---------- Provided records ----------

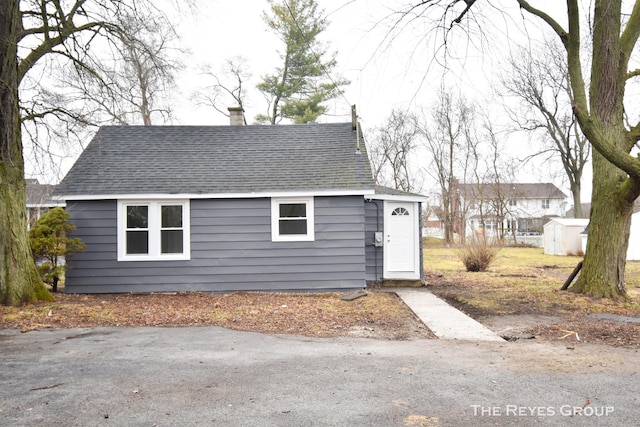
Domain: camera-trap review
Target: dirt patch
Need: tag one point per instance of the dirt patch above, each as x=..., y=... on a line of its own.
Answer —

----------
---------- Provided records ----------

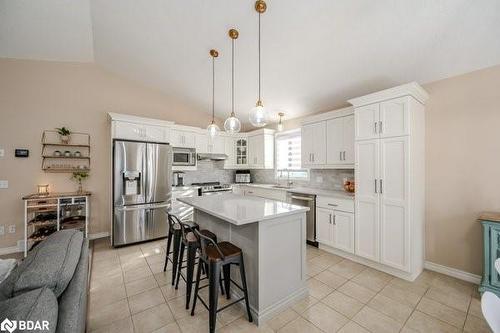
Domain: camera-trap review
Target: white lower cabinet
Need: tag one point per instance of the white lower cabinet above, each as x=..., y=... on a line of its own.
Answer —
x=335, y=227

----------
---------- Provided records ----------

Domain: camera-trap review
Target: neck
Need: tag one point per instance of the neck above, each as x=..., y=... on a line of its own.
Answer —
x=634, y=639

----------

* _Task goal_: Gather every line above that contains the string "dirt", matching its case exactly, and copy each of those lines in full.

* _Output of the exercise_:
Target: dirt patch
Need: tag one point per instance of the dirt patch above, each as x=..., y=... on a line of its own.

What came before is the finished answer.